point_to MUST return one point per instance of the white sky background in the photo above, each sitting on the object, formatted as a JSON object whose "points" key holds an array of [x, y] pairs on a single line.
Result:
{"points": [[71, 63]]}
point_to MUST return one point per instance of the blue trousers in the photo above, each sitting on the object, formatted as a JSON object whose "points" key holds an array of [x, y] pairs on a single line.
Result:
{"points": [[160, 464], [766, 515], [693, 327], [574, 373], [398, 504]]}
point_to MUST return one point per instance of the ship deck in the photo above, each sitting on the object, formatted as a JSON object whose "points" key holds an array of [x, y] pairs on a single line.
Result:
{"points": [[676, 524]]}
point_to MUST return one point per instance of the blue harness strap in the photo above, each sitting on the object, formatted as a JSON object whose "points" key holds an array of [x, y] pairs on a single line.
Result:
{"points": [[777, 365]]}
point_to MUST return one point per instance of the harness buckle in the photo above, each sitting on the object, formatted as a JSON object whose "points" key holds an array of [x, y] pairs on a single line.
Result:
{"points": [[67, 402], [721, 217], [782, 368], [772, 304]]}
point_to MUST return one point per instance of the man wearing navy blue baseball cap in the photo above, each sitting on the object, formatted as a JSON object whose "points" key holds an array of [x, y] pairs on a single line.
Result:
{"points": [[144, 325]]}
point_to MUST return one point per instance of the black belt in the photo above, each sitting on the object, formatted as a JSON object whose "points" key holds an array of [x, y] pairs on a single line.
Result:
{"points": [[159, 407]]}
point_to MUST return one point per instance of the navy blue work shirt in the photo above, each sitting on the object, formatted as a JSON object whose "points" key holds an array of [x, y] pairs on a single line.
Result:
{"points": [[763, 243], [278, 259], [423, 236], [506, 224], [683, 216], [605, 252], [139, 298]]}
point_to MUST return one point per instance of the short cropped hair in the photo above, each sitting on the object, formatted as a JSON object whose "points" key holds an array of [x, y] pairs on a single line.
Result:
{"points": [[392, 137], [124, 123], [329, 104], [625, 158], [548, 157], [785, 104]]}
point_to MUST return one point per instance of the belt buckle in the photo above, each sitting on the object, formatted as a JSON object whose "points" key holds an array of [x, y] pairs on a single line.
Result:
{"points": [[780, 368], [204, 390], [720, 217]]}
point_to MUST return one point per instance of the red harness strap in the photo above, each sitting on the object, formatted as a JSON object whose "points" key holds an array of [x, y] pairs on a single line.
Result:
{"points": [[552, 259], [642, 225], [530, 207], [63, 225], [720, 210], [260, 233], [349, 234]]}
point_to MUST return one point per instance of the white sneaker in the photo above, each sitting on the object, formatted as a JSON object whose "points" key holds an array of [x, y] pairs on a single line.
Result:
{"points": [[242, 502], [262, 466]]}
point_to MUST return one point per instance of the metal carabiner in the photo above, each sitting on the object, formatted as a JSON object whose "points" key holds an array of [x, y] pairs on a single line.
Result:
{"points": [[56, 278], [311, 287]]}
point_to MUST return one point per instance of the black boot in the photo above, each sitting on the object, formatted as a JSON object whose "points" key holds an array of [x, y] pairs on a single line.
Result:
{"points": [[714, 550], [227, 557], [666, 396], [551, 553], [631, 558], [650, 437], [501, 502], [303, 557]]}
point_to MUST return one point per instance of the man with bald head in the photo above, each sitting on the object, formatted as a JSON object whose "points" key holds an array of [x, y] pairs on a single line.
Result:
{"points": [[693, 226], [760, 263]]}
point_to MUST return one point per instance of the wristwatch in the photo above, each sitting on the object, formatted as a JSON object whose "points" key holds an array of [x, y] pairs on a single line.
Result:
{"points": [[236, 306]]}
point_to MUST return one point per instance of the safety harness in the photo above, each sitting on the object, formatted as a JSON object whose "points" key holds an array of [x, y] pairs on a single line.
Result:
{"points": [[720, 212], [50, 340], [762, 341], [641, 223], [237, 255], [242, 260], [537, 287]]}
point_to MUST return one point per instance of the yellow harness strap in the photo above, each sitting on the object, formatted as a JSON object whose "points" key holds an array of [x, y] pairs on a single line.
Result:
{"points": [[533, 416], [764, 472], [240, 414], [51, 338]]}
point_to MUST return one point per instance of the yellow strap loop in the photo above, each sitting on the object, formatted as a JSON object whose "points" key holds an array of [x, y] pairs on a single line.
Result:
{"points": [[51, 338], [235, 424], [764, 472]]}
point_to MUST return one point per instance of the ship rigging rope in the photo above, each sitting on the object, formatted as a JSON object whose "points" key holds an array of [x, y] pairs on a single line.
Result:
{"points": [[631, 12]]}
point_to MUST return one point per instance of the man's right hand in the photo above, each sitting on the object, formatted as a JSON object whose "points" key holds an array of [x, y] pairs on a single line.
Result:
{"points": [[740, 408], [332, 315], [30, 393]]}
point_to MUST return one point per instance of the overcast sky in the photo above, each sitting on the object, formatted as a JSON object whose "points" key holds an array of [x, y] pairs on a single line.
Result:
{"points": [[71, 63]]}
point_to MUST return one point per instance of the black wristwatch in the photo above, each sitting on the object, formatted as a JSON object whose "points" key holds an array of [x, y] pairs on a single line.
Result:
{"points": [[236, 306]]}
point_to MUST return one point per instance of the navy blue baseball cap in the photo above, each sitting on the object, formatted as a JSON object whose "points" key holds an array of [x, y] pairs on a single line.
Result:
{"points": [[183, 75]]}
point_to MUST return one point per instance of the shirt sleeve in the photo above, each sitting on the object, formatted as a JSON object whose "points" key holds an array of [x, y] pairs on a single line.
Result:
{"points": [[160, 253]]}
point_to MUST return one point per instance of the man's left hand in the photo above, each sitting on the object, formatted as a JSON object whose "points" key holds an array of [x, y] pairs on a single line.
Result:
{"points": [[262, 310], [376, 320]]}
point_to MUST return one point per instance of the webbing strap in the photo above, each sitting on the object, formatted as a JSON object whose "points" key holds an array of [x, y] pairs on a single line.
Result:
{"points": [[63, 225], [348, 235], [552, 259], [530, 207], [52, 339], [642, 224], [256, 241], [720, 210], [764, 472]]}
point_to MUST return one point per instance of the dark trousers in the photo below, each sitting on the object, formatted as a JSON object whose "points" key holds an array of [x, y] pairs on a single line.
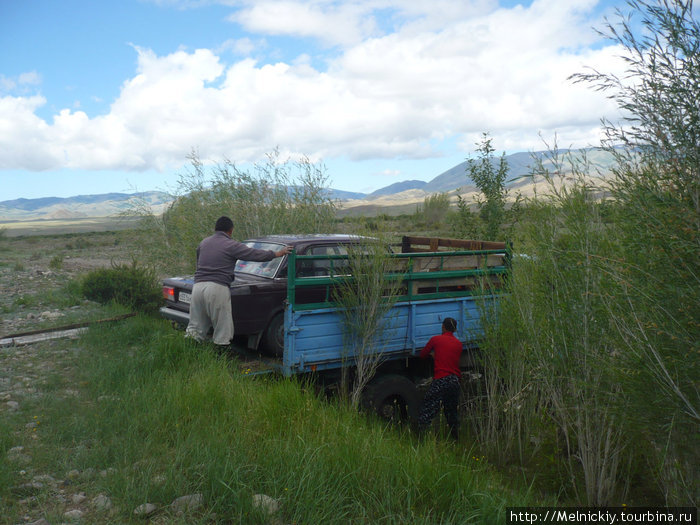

What you have to do:
Transcribe every line in the entries above, taking out only the images.

Your response:
point_to MUST return one point per instance of the white sky background in the photo above, each sitting on the object, formatted as a JSON object whose "points" key holds an array of [x, y] pairs on a single line.
Result:
{"points": [[71, 63]]}
point_to MUST return one point per instance of the blue trousers in the photo above, each sitting on the object, formatted as a JSON object whose "points" key holds an array of [x, y] pairs on a single line.
Result:
{"points": [[160, 464], [766, 515], [693, 327], [574, 373], [398, 504]]}
point_to MUST return one point per instance of the ship deck in the photo above, each sitting on the object, formatted as a JSON object whose "points" key holds an array of [x, y] pairs on a single line.
Result:
{"points": [[676, 524]]}
point_to MUST return one point per instance of the blue harness strap in the photo above, each sitting on the object, formatted as a JSON object whose "points" key holds an array of [x, y] pairs on a single line.
Result:
{"points": [[777, 365]]}
point_to MUST return one point per instance of the harness buckle in the photo above, each sitting on the object, formatted as a JSON object whose "points" key holds an array of [x, y] pairs on a single line.
Result:
{"points": [[67, 402], [721, 217], [782, 368], [772, 304]]}
point_to MUST return one point per instance of the man wearing navy blue baseball cap in the photo above, each sitting on the object, formatted as a JSON object whose "points" key holds an array of [x, y] pairs on a single line.
Result:
{"points": [[144, 325]]}
point_to MUST return one point per instance of the black belt in the photo above, each sitting on the object, formatted as a JSON object whose "points" key holds an array of [x, y] pairs on a single line.
Result:
{"points": [[159, 407]]}
point_to MUST return one point per instance of the navy blue work shirt in the photo above, each sitting on the object, formatted as a JSON object whose "points" key holds an array of [x, y] pairs on a single line.
Result:
{"points": [[763, 243], [278, 259], [423, 236], [506, 224], [683, 216], [605, 252], [139, 298]]}
point_to MUST return one point per instance of the short cropped hair in the photo above, each sitting on the object, formatted as a JSON object whose "points" key holds an array of [x, y] pairs on a single line.
Result:
{"points": [[392, 137], [124, 123], [329, 104], [625, 158], [548, 157], [785, 104]]}
point_to MUST return one point per instance of the belt buckle in the photo above, each sitting on the object, formatted as a JSON object whose "points" key holds an array of [x, y] pairs on a single line.
Result:
{"points": [[780, 368], [204, 390], [720, 217]]}
point_to MUST return one point per instance of the red harness strap in the photo above, each sitting on the object, formatted as a JSON object whose "points" key holds an array of [x, y] pairs on a single line.
Result:
{"points": [[552, 259], [642, 225], [530, 207], [63, 225], [720, 210], [260, 233], [349, 234]]}
point_to MUST return one point per instance of the white sneaker in the photo above, each sitting on the object, formatted as a JSON object whose "points" key holds an array of [x, y] pairs on a single line.
Result:
{"points": [[242, 502], [262, 466]]}
point_to MUST return one point per instance of the metal carabiner in the photo above, each sitting on the object, formatted as a JSON object whose "points" key holds an array of [x, y] pairs on a single line.
Result:
{"points": [[56, 278], [311, 287]]}
point_to MUST return one point per instance of the black boot in the photo above, each sitting on the object, formatted as a JSON object whose "points" key holds an array of [x, y] pairs on a single line.
Result:
{"points": [[714, 550], [227, 557], [666, 396], [551, 553], [631, 558], [650, 437], [501, 502], [303, 557]]}
point_to MUST return one point per instance of the man with bald head in the photo above, each sitting on the object, formatted as a JSON object whose "points" key holds an array of [x, y] pairs on a single line.
Result:
{"points": [[693, 226], [760, 263]]}
point_to MUST return one point per instance of the wristwatch in the photo above, each sitting on the object, formatted as a JSON object whose "points" key holds an array of [x, y] pairs on a single line.
Result:
{"points": [[236, 306]]}
point_to MUST return one point per instance of the safety harness in the photo above, each sitting on the object, formatted as a JSON object whose "points" key holds an array of [x, y] pairs on a single line.
Result:
{"points": [[720, 212], [50, 340], [762, 341], [641, 223], [237, 255], [242, 260], [537, 287]]}
point_to MUST return one point per instance of the yellow harness strap in the photo above, each sitting on the object, formatted as a JSON object whose "points" key holds an array of [x, y] pairs on a single line.
Result:
{"points": [[533, 416], [764, 472], [240, 414], [51, 338]]}
point_to MUST return one point per instance of the yellow strap loop in the photo above, each sitting on the object, formatted as a JSON object whose "points" key holds an array of [x, y] pairs on a single line.
Result:
{"points": [[51, 338], [235, 424], [764, 472]]}
point_to MUST return one point per instance of the ship rigging rope in the photo above, each sitting on the object, formatted as a JSON object whose "points" key holds an array of [x, y] pairs on a single line.
Result:
{"points": [[631, 12]]}
point_to MUST return one point per instance of the man's right hand in the photo above, each sitting on the object, formatted as a JSON object whose "points" key holds an array of [x, y] pairs on a single line.
Result:
{"points": [[740, 408], [332, 315], [30, 393]]}
point_to MUST return one point per instance of the overcast sky in the photo above, each sitting on the object, formatted as a JSON object whose "points" key holds an array of [x, y] pairs on a single line.
Result:
{"points": [[71, 63]]}
point_to MUST return one point per instance of the black wristwatch in the photo above, each sitting on the object, formatted as a JSON object whose "points" key holds an array of [x, y] pairs on a single line.
Result:
{"points": [[236, 306]]}
point_to MUST return one point per instance of the navy blue baseball cap in the photo above, each sitting on the object, formatted as a JSON object whose "points" key holds an array of [x, y] pairs on a single line.
Result:
{"points": [[183, 75]]}
point_to MUST return one point per instance of the shirt sleeve in the photo above, each sitting on the object, formatted as a JSON object whose "points" key holds an array of [x, y] pairs on a single line.
Result:
{"points": [[160, 253]]}
point_to MUST return one point per instance of the man's left hand in the photo above, each sitting on the object, formatted as a JSON object whose "points" key holds an array of [x, y] pairs on a single line.
Result:
{"points": [[262, 310], [376, 320]]}
point_to MUST return one point per instance of the webbing strap in the photo above, each sitting on the object, formatted as a JSON object whose "points" key holds an array of [x, y] pairs on a single line.
Result:
{"points": [[63, 225], [348, 235], [552, 259], [530, 207], [52, 339], [642, 224], [256, 241], [720, 210], [764, 472]]}
point_to MUST return one point per instance of the dark trousers in the photo below, each sitting on the object, formatted as a JSON object whose "points" key holds an array of [x, y] pairs on a single line.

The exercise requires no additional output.